#### [Task directions]
Repeat the entries that follow verbatim, without any of their pictures.

#### [Items listed in a dataset]

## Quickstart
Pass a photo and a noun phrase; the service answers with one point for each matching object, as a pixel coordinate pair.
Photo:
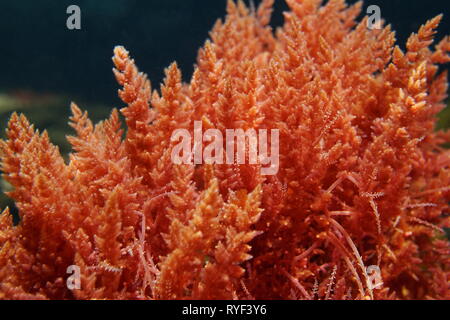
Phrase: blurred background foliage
(45, 66)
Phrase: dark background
(44, 66)
(39, 53)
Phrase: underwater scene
(224, 150)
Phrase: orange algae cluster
(363, 177)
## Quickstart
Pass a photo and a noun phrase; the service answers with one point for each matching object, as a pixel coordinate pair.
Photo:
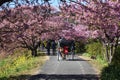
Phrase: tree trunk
(34, 52)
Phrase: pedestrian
(53, 46)
(73, 49)
(48, 45)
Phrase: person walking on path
(48, 47)
(53, 46)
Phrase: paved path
(77, 69)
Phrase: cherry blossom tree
(102, 17)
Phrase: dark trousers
(48, 51)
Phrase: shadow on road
(52, 77)
(64, 77)
(76, 60)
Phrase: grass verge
(97, 63)
(20, 67)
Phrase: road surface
(77, 69)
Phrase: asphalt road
(77, 69)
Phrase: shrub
(79, 47)
(112, 72)
(95, 49)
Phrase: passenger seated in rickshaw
(65, 47)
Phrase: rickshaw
(67, 47)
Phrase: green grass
(19, 65)
(98, 63)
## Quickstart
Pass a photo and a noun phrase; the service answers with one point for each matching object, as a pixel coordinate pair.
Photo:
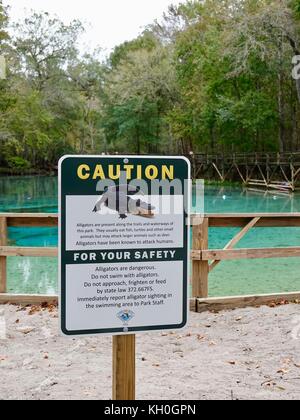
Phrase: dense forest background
(213, 75)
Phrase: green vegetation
(211, 76)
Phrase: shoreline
(231, 355)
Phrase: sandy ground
(241, 354)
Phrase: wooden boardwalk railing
(204, 259)
(274, 171)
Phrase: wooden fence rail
(204, 260)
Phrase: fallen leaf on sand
(33, 310)
(25, 330)
(200, 337)
(283, 371)
(297, 365)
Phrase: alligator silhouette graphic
(120, 200)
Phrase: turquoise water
(39, 275)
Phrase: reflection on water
(39, 275)
(28, 194)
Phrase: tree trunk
(281, 112)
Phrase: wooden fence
(204, 259)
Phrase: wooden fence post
(200, 268)
(124, 368)
(3, 242)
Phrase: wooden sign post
(124, 368)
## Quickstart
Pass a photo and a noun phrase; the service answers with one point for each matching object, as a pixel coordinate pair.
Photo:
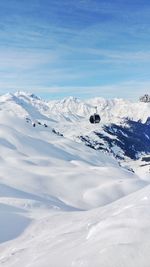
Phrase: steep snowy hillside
(62, 203)
(70, 117)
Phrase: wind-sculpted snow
(62, 203)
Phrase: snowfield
(63, 204)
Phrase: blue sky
(84, 48)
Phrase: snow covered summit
(63, 203)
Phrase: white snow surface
(63, 204)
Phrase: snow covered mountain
(65, 204)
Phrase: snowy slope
(62, 203)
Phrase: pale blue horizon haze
(82, 48)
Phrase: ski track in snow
(63, 204)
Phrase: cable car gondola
(95, 118)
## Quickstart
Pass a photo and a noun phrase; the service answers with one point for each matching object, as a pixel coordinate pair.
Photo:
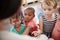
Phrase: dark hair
(8, 8)
(59, 10)
(30, 8)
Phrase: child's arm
(26, 32)
(41, 24)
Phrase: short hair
(30, 8)
(51, 3)
(8, 8)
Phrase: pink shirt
(56, 31)
(35, 28)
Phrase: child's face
(47, 9)
(16, 22)
(28, 15)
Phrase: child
(56, 31)
(17, 27)
(29, 21)
(47, 21)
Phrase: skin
(28, 15)
(48, 12)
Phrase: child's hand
(31, 24)
(36, 33)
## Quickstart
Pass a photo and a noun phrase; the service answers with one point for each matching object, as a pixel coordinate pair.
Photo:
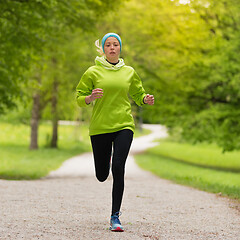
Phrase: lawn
(18, 162)
(202, 166)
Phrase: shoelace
(115, 217)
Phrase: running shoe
(115, 223)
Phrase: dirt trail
(71, 204)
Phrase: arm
(136, 90)
(148, 99)
(85, 92)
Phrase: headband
(111, 35)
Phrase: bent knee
(101, 178)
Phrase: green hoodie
(112, 112)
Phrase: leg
(121, 147)
(102, 148)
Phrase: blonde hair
(99, 48)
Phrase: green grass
(18, 162)
(200, 166)
(204, 155)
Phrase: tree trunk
(54, 115)
(35, 121)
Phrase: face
(112, 49)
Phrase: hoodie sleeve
(136, 90)
(84, 88)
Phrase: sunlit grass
(18, 162)
(165, 163)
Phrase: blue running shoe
(115, 223)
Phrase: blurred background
(185, 51)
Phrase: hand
(96, 93)
(149, 99)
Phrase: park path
(70, 204)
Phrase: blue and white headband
(111, 35)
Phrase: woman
(112, 126)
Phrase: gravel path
(71, 204)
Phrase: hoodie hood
(104, 63)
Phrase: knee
(118, 170)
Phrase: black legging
(102, 148)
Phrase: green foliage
(187, 56)
(28, 26)
(18, 162)
(197, 166)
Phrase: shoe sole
(118, 229)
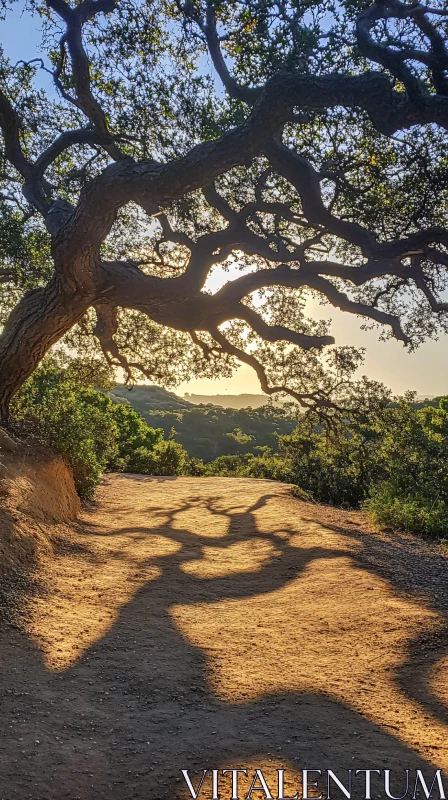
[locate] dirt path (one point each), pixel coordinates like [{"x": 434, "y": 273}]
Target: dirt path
[{"x": 219, "y": 623}]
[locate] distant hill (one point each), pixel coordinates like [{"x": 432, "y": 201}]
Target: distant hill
[
  {"x": 228, "y": 400},
  {"x": 208, "y": 431},
  {"x": 149, "y": 398}
]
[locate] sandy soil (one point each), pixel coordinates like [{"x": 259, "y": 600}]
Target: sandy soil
[{"x": 219, "y": 623}]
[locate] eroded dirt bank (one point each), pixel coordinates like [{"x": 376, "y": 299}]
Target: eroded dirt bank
[{"x": 192, "y": 623}]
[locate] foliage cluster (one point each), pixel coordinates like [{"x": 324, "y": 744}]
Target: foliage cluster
[
  {"x": 61, "y": 407},
  {"x": 208, "y": 432},
  {"x": 393, "y": 465}
]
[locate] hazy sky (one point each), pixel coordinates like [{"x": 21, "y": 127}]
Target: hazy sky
[{"x": 423, "y": 371}]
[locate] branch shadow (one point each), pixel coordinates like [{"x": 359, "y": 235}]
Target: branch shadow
[{"x": 139, "y": 705}]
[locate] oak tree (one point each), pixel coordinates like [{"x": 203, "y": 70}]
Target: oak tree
[{"x": 296, "y": 148}]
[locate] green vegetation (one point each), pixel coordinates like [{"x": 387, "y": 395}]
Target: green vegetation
[
  {"x": 208, "y": 431},
  {"x": 59, "y": 405},
  {"x": 394, "y": 466}
]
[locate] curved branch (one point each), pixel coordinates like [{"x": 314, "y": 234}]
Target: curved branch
[{"x": 84, "y": 99}]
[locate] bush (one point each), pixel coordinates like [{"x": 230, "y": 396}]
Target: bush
[
  {"x": 89, "y": 430},
  {"x": 413, "y": 514},
  {"x": 77, "y": 422}
]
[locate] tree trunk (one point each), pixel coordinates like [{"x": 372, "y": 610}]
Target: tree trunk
[{"x": 37, "y": 322}]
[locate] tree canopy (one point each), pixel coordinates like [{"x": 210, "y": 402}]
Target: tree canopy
[{"x": 298, "y": 146}]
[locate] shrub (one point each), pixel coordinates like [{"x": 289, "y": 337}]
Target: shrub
[
  {"x": 93, "y": 433},
  {"x": 413, "y": 514},
  {"x": 77, "y": 422}
]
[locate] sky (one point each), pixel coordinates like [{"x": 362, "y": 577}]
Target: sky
[{"x": 424, "y": 371}]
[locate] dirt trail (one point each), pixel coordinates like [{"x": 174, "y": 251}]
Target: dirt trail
[{"x": 219, "y": 623}]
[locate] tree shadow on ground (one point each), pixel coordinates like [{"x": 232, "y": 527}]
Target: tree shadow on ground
[{"x": 146, "y": 699}]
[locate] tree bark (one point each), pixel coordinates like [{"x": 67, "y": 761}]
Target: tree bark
[{"x": 37, "y": 322}]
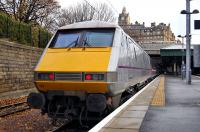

#### [The completed task]
## Quickstart
Pass a photo and a noun phrase; the service answers with one point for each matching object, as a pixel coordinate pair.
Photo:
Phrase: blurred background foliage
(45, 66)
Phrase: dark background
(44, 66)
(39, 53)
Phrase: underwater scene
(224, 150)
Phrase: orange algae cluster
(363, 177)
## Quickstart
Pass a photo and a noun phrase; the service answers with one point for each matching object, as a pixel coordinate pair.
Photo:
Phrase: tree trunk
(34, 52)
Phrase: pedestrian
(53, 46)
(73, 49)
(48, 45)
Phrase: person walking on path
(48, 47)
(53, 46)
Phrase: paved path
(77, 69)
Phrase: cherry blossom tree
(102, 17)
Phrase: dark trousers
(48, 51)
Phrase: shadow on road
(52, 77)
(64, 77)
(76, 60)
Phrase: grass verge
(97, 63)
(20, 67)
Phrase: road surface
(77, 69)
Phrase: asphalt road
(77, 69)
Phrase: shrub
(79, 47)
(112, 72)
(95, 49)
Phrase: passenger seated in rickshaw
(65, 47)
Phrase: rickshaw
(67, 47)
Phrase: green grass
(19, 65)
(98, 63)
## Quickstart
Pass a photo and a noun phrase; the service answers with one point for each matching object, as a pixel coordinate pair.
Photo:
Phrase: dense forest background
(213, 75)
Phrase: green vegetation
(211, 76)
Phrase: shoreline
(231, 355)
Phrase: sandy ground
(241, 354)
Phrase: wooden boardwalk railing
(204, 259)
(274, 171)
Phrase: wooden fence rail
(204, 260)
Phrase: fallen leaf on sand
(33, 310)
(25, 330)
(200, 337)
(283, 371)
(297, 365)
Phrase: alligator silhouette graphic
(120, 200)
Phrase: turquoise water
(39, 275)
Phrase: reflection on water
(39, 275)
(28, 194)
Phrase: tree trunk
(281, 112)
Phrase: wooden fence
(204, 259)
Phrase: wooden fence post
(200, 268)
(124, 368)
(3, 242)
Phrase: wooden sign post
(124, 368)
## Quickstart
Pass a photo and a noun phrase; the service answers with one point for each matching object, as a pixel coordinate pair.
Photo:
Phrase: steep snowy hillside
(62, 203)
(70, 117)
Phrase: wind-sculpted snow
(62, 203)
Phrase: snowfield
(63, 204)
Phrase: blue sky
(84, 48)
Phrase: snow covered summit
(63, 203)
Phrase: white snow surface
(63, 204)
Phrase: snow covered mountain
(65, 204)
Phrase: snowy slope
(62, 203)
Phrase: pale blue horizon haze
(82, 48)
Phrase: ski track in snow
(63, 204)
Phrase: cable car gondola
(95, 118)
## Quickstart
Pass a photo and a noun phrase; the service answers with one point for each matching object, as a pixel coordinate pair.
Photo:
Phrase: dark hair
(8, 8)
(59, 10)
(30, 8)
Phrase: child's arm
(26, 32)
(41, 24)
Phrase: short hair
(30, 8)
(51, 3)
(8, 8)
Phrase: pink shirt
(56, 31)
(35, 28)
Phrase: child's face
(47, 9)
(16, 22)
(28, 15)
Phrase: child
(56, 31)
(17, 27)
(29, 21)
(47, 21)
Phrase: skin
(28, 15)
(48, 12)
Phrase: child's hand
(31, 24)
(36, 33)
## Quickstart
Pass a photo and a noun phrase; the service answers with one point for each matching object, as a pixel coordinate pair.
Photo:
Phrase: lawn
(18, 162)
(202, 166)
Phrase: shoelace
(115, 217)
Phrase: running shoe
(115, 223)
Phrase: dirt trail
(71, 204)
Phrase: arm
(136, 90)
(148, 99)
(85, 92)
Phrase: headband
(111, 35)
Phrase: bent knee
(101, 178)
Phrase: green hoodie
(112, 112)
Phrase: leg
(121, 147)
(102, 148)
Phrase: blonde hair
(99, 48)
Phrase: green grass
(18, 162)
(200, 166)
(204, 155)
Phrase: tree trunk
(54, 115)
(35, 121)
Phrase: face
(112, 49)
Phrase: hoodie sleeve
(136, 90)
(84, 88)
Phrase: sunlit grass
(18, 162)
(165, 163)
Phrase: blue running shoe
(115, 223)
Phrase: blurred background
(185, 51)
Phrase: hand
(96, 93)
(149, 99)
Phrase: park path
(70, 204)
Phrase: blue and white headband
(111, 35)
Phrase: woman
(112, 126)
Phrase: gravel path
(71, 204)
Phrase: hoodie hood
(104, 63)
Phrase: knee
(118, 170)
Phrase: black legging
(102, 148)
Phrase: green foliage
(187, 56)
(28, 26)
(18, 162)
(197, 166)
Phrase: shoe sole
(118, 229)
[locate] dirt path (one point each), pixel coordinates like [{"x": 434, "y": 273}]
Target: dirt path
[{"x": 219, "y": 623}]
[locate] distant hill (one point each), pixel coordinates like [{"x": 432, "y": 201}]
Target: distant hill
[
  {"x": 228, "y": 400},
  {"x": 208, "y": 431},
  {"x": 149, "y": 398}
]
[locate] sandy soil (one point each), pixel coordinates like [{"x": 259, "y": 600}]
Target: sandy soil
[{"x": 219, "y": 623}]
[locate] eroded dirt bank (one point each), pixel coordinates like [{"x": 376, "y": 299}]
Target: eroded dirt bank
[{"x": 192, "y": 623}]
[locate] foliage cluster (one point each), pixel coordinates like [{"x": 324, "y": 744}]
Target: foliage cluster
[
  {"x": 61, "y": 407},
  {"x": 208, "y": 432},
  {"x": 393, "y": 465}
]
[locate] hazy sky (one point each), pixel coordinates like [{"x": 21, "y": 127}]
Target: hazy sky
[{"x": 423, "y": 371}]
[locate] branch shadow (one point each), pixel coordinates like [{"x": 359, "y": 235}]
Target: branch shadow
[{"x": 139, "y": 705}]
[locate] oak tree (one point each), pixel coordinates like [{"x": 203, "y": 70}]
Target: oak tree
[{"x": 296, "y": 148}]
[locate] green vegetation (one point each), pixel coordinates like [{"x": 387, "y": 395}]
Target: green vegetation
[
  {"x": 208, "y": 431},
  {"x": 59, "y": 405},
  {"x": 394, "y": 466}
]
[locate] curved branch (one point each), pixel coordinates like [{"x": 314, "y": 234}]
Target: curved branch
[{"x": 84, "y": 99}]
[locate] bush (one point each), pixel coordinates like [{"x": 230, "y": 396}]
Target: bush
[
  {"x": 89, "y": 430},
  {"x": 413, "y": 514},
  {"x": 77, "y": 422}
]
[locate] tree trunk (one point each), pixel coordinates like [{"x": 372, "y": 610}]
Target: tree trunk
[{"x": 37, "y": 322}]
[locate] tree canopy (one point each), pixel coordinates like [{"x": 210, "y": 402}]
Target: tree canopy
[{"x": 298, "y": 146}]
[locate] shrub (one point each), pixel coordinates like [{"x": 289, "y": 337}]
Target: shrub
[
  {"x": 93, "y": 433},
  {"x": 413, "y": 514},
  {"x": 77, "y": 422}
]
[locate] sky (one point each), pixel coordinates like [{"x": 362, "y": 577}]
Target: sky
[{"x": 424, "y": 371}]
[locate] dirt trail (one point each), pixel coordinates like [{"x": 174, "y": 251}]
Target: dirt trail
[{"x": 219, "y": 623}]
[locate] tree shadow on ground (one point each), pixel coordinates like [{"x": 232, "y": 527}]
Target: tree shadow on ground
[{"x": 146, "y": 699}]
[locate] tree bark (one point each), pixel coordinates like [{"x": 67, "y": 761}]
Target: tree bark
[{"x": 37, "y": 322}]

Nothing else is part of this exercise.